# Help! Bonnie and Clyde go Canada!



## BonnieundClyde (28. Okt. 2008)

Moin,
haben längere Zeit nichts von uns hören lassen, das hat aber Gründe. Wir hatten die letzte Zeit viel um die Ohren, denn wir werden im Januar nach Canada auswandern. Leider zwingt uns die wirtschaftliche (berufliche) Lage in Deutschland dazu, im Alter um die 50 wird man hier aufs Abstellgleis geschoben...
Wir haben nun das Problem, dass wir unsere beiden Kater nicht mitnehmen können (ihnen auch den Flug nicht antun wollen).
Nun suchen wir auch auf diesem Wege ein neues Zuhause für unsere beiden Kuscheltiger!

Deshalb auch in diesem Forum ihr Hilferuf:

*Wir, das sind Higgins, ein Britisch Kurzhaar Black Silver Tabby Kater (ohne Papiere) und Fritz, ein Norwegischer Waldkater-Mix, rot getigert, beide 18 Monate alt und kastriert. Da unsere Dosenöffner demnächst nach Übersee auswandern und wir leider nicht mitkommen können, suchen wir zusammen ein neues Zuhause. Wir sind zusammen aufgewachsen, deshalb wäre eine Trennung für uns beide unerträglich! Wir leben hier sehr ländlich, abseits von Strassen, sind Freigänger und erfolgreiche Mäusefänger, können jederzeit rein und raus. Wenn wir im Haus sind, brauchen wir auch regelmässig unsere Schmuseeinheiten.
Wir sind geimpft, gechipt und frisch entwurmt und nehmen unseren Kratzbaum und unsere Transportkörbe in unser neues Zuhause mit.
Da sich unsere Dosenöffner sehr viele Sorgen um uns machen, wollen sie sich unser neues Zuhause gerne vorher ansehen, damit wir auch ganz sicher zu einer neuen liebevollen Familie kommen. Ideal für uns wäre ein Haus mit Garten auf dem Land, abseits von einer Strasse.
Wer uns beiden Kuschelkatern ein neues Heim bieten möchte, der meldet sich bitte bei unseren Dosenöffnern!
Tel: 04143-9129999
*

    

Es fällt uns sehr schwer, uns von den Beiden zu trennen, aber wir denken an das Wohl unserer Katzen!
Wir haben bewusst diese Rubrik gewählt, damit sie nicht in der Plauderecke oder im Flohmarkt untergehen!

ERFASSTE DATEN
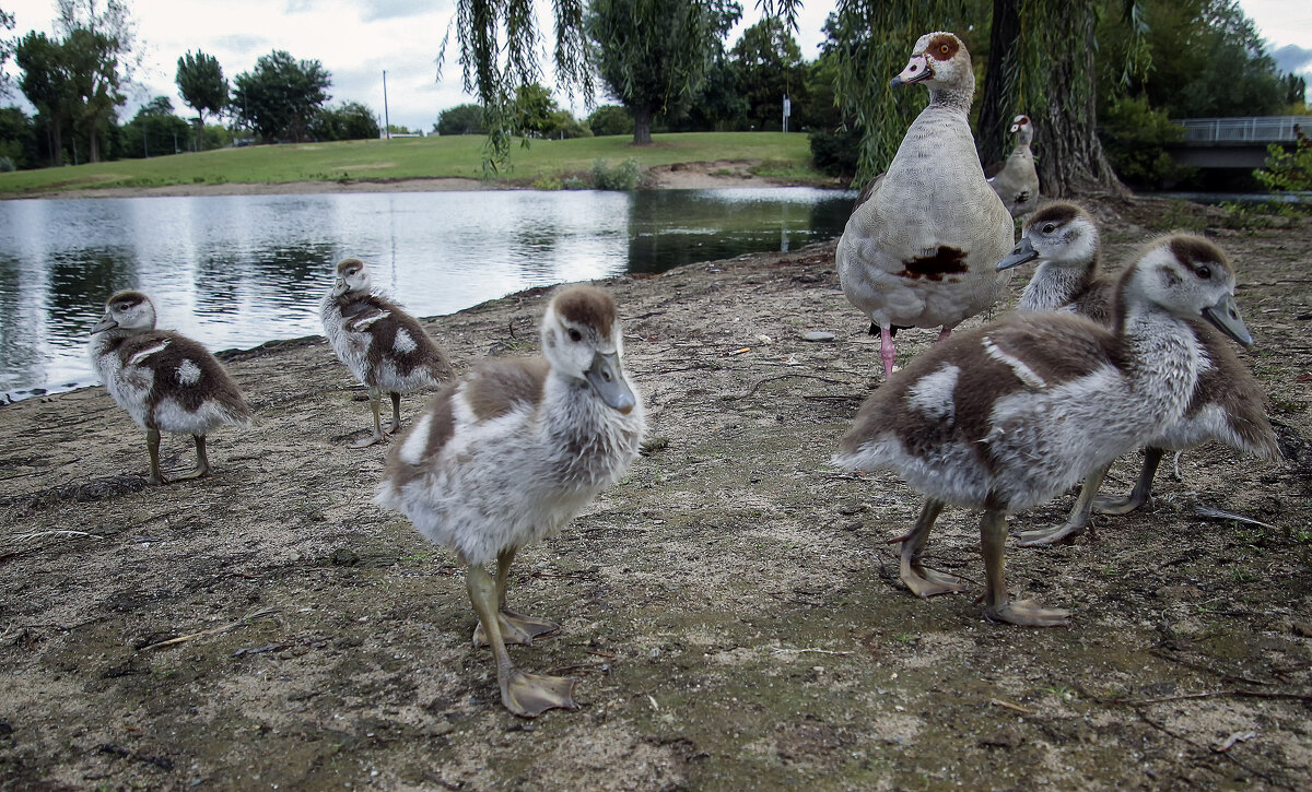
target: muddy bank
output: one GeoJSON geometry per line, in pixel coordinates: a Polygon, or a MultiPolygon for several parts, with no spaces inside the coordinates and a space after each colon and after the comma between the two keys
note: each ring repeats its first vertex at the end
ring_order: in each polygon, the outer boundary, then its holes
{"type": "MultiPolygon", "coordinates": [[[[202,481],[147,488],[142,433],[102,388],[0,408],[0,784],[1305,787],[1312,231],[1151,202],[1098,218],[1111,262],[1168,224],[1223,235],[1291,459],[1207,446],[1144,513],[1012,547],[1012,591],[1073,608],[1071,628],[992,625],[971,595],[897,584],[887,540],[917,496],[828,465],[879,368],[830,243],[604,283],[649,455],[521,553],[514,604],[563,628],[512,653],[579,677],[583,705],[535,721],[500,708],[454,559],[370,502],[384,450],[346,447],[367,403],[321,338],[223,355],[257,422],[211,437],[202,481]]],[[[533,353],[542,307],[425,327],[463,368],[533,353]]],[[[167,438],[163,462],[189,467],[189,443],[167,438]]],[[[975,515],[939,525],[932,563],[981,581],[975,515]]]]}

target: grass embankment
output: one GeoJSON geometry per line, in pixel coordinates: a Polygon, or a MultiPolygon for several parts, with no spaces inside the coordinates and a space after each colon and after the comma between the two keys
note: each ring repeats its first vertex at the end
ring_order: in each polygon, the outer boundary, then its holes
{"type": "MultiPolygon", "coordinates": [[[[68,168],[0,173],[0,197],[97,188],[159,188],[206,184],[298,181],[394,181],[404,178],[483,178],[483,138],[401,138],[249,146],[144,160],[118,160],[68,168]]],[[[534,140],[513,146],[497,176],[504,184],[531,184],[586,173],[594,160],[636,159],[644,168],[676,163],[749,160],[762,176],[806,181],[813,176],[806,135],[782,132],[689,132],[655,135],[636,147],[628,135],[534,140]]]]}

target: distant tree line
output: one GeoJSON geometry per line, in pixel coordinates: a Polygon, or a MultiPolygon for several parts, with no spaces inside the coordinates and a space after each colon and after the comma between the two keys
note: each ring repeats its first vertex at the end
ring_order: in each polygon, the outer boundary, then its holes
{"type": "MultiPolygon", "coordinates": [[[[318,60],[274,50],[255,68],[223,76],[219,62],[188,51],[177,60],[178,94],[194,111],[174,114],[168,97],[146,102],[121,123],[135,58],[135,24],[123,0],[58,0],[56,33],[0,37],[0,68],[17,79],[0,83],[37,109],[0,109],[0,169],[39,168],[201,151],[237,142],[353,140],[378,138],[374,111],[359,102],[329,105],[332,75],[318,60]],[[226,118],[227,126],[207,123],[226,118]]],[[[13,29],[0,9],[0,33],[13,29]]]]}

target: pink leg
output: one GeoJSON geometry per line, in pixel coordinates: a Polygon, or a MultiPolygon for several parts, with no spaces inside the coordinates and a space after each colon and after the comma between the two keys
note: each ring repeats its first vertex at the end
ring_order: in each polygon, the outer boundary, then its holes
{"type": "Polygon", "coordinates": [[[884,361],[884,379],[893,375],[893,333],[886,327],[879,328],[879,357],[884,361]]]}

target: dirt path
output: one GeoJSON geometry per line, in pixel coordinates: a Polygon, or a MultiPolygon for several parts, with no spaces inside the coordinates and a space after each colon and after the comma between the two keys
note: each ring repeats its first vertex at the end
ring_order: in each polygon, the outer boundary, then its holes
{"type": "MultiPolygon", "coordinates": [[[[1101,207],[1109,261],[1215,219],[1162,208],[1101,207]]],[[[1291,459],[1208,446],[1143,514],[1013,545],[1013,593],[1075,608],[1050,631],[911,597],[887,542],[918,498],[828,464],[878,371],[832,244],[606,282],[651,454],[521,553],[513,601],[563,629],[512,652],[577,675],[583,704],[535,721],[500,708],[453,557],[370,502],[384,451],[345,446],[367,404],[321,338],[224,355],[258,418],[211,438],[202,481],[147,488],[142,433],[102,388],[0,408],[0,784],[1307,788],[1312,231],[1219,241],[1291,459]]],[[[531,353],[542,307],[426,327],[467,367],[531,353]]],[[[178,438],[164,456],[192,462],[178,438]]],[[[975,519],[945,513],[933,551],[979,581],[975,519]]]]}

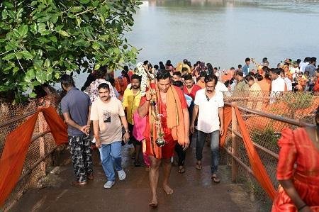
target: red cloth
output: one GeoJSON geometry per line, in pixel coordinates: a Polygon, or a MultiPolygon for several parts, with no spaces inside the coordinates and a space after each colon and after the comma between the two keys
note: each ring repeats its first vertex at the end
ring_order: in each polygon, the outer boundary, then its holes
{"type": "MultiPolygon", "coordinates": [[[[177,94],[179,95],[179,99],[181,100],[181,109],[187,108],[187,103],[185,99],[185,96],[184,95],[181,90],[176,87],[172,86],[172,88],[175,89],[177,91],[177,94]]],[[[140,106],[142,105],[146,101],[146,97],[142,97],[140,106]]],[[[173,137],[172,136],[172,130],[170,128],[167,128],[167,112],[166,112],[166,105],[162,102],[161,98],[159,98],[159,105],[160,108],[159,108],[160,113],[162,114],[162,126],[163,128],[163,133],[164,134],[164,139],[167,142],[167,143],[162,147],[162,156],[161,158],[170,158],[174,155],[174,151],[175,148],[175,145],[177,143],[176,140],[174,140],[173,137]]],[[[146,152],[145,153],[147,155],[153,155],[153,151],[152,150],[152,144],[150,142],[150,121],[148,118],[149,114],[147,115],[146,117],[146,128],[145,131],[144,133],[144,136],[146,140],[146,152]]]]}
{"type": "Polygon", "coordinates": [[[0,206],[18,182],[40,111],[43,111],[57,145],[67,143],[67,125],[51,106],[39,108],[36,113],[11,132],[6,138],[0,159],[0,206]]]}
{"type": "Polygon", "coordinates": [[[319,77],[317,81],[315,82],[315,87],[313,87],[314,92],[319,92],[319,77]]]}
{"type": "Polygon", "coordinates": [[[191,89],[191,91],[190,93],[189,93],[189,91],[187,90],[187,87],[186,86],[184,86],[183,91],[184,92],[189,95],[189,96],[193,99],[193,100],[195,99],[195,94],[196,94],[197,91],[201,89],[200,86],[198,86],[197,84],[194,84],[193,88],[191,89]]]}
{"type": "MultiPolygon", "coordinates": [[[[296,189],[312,211],[319,211],[319,150],[303,128],[284,128],[280,146],[277,179],[292,179],[296,189]],[[297,166],[294,167],[294,164],[297,166]]],[[[297,211],[281,186],[274,201],[272,211],[297,211]]]]}

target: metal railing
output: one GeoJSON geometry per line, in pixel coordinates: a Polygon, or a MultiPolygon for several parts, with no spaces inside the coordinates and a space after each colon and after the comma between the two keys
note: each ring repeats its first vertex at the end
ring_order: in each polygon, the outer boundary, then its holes
{"type": "MultiPolygon", "coordinates": [[[[232,122],[231,126],[227,129],[226,143],[223,147],[226,155],[230,157],[228,157],[228,164],[230,164],[232,169],[232,180],[234,182],[242,182],[249,188],[250,194],[254,199],[258,199],[263,201],[268,201],[271,203],[267,194],[265,193],[262,187],[257,182],[254,177],[253,171],[247,158],[245,147],[243,145],[243,138],[239,131],[239,125],[237,125],[237,117],[235,113],[234,106],[237,104],[225,103],[227,106],[232,107],[232,122]]],[[[274,123],[275,125],[269,125],[266,129],[258,129],[252,126],[247,126],[252,143],[255,147],[267,174],[275,188],[278,186],[278,182],[276,179],[276,168],[278,162],[279,147],[276,141],[280,138],[279,132],[271,130],[272,128],[281,129],[284,127],[290,127],[294,128],[296,127],[310,127],[313,124],[306,123],[300,120],[293,120],[291,118],[276,116],[272,113],[267,113],[262,111],[247,108],[242,106],[237,106],[245,122],[249,122],[250,118],[257,118],[258,121],[267,121],[274,123]],[[270,130],[269,130],[270,129],[270,130]],[[264,131],[263,131],[264,130],[264,131]],[[267,134],[264,132],[268,132],[267,134]],[[271,133],[273,135],[271,135],[271,133]],[[258,137],[257,135],[260,135],[258,137]],[[273,136],[269,139],[269,135],[273,136]],[[274,139],[275,138],[275,139],[274,139]],[[269,142],[269,140],[272,142],[269,142]],[[276,140],[276,143],[274,141],[276,140]]]]}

AUFGABE 1
Geben Sie den Absatz des Forumsbeitrags, der mit „Moin, haben längere Zeit“ beginnt, in Form einer kurzen Aufzählung wieder und bewahren Sie dabei seine wesentlichen Angaben.
AUFGABE 2
Kopieren Sie aus dem Forumsbeitrag wortgetreu den Abschnitt zwischen „Wir haben nun“ und „unsere beiden Kuscheltiger!“, beide eingeschlossen.
Die Daten sind als eigenständiges Material zu betrachten.

LÖSUNG 1
- Die Verfasser haben sich länger nicht gemeldet, weil sie im Januar nach Kanada auswandern werden.
- Der Grund ist die wirtschaftliche bzw. berufliche Lage in Deutschland, wo man im Alter um die 50 aufs Abstellgleis geschoben wird.
- Ihre beiden Kater können sie nicht mitnehmen und wollen ihnen den Flug auch nicht antun.
- Deshalb suchen sie auch auf diesem Weg ein neues Zuhause für die beiden.

LÖSUNG 2
Wir haben nun das Problem, dass wir unsere beiden Kater nicht mitnehmen können (ihnen auch den Flug nicht antun wollen).
Nun suchen wir auch auf diesem Wege ein neues Zuhause für unsere beiden Kuscheltiger!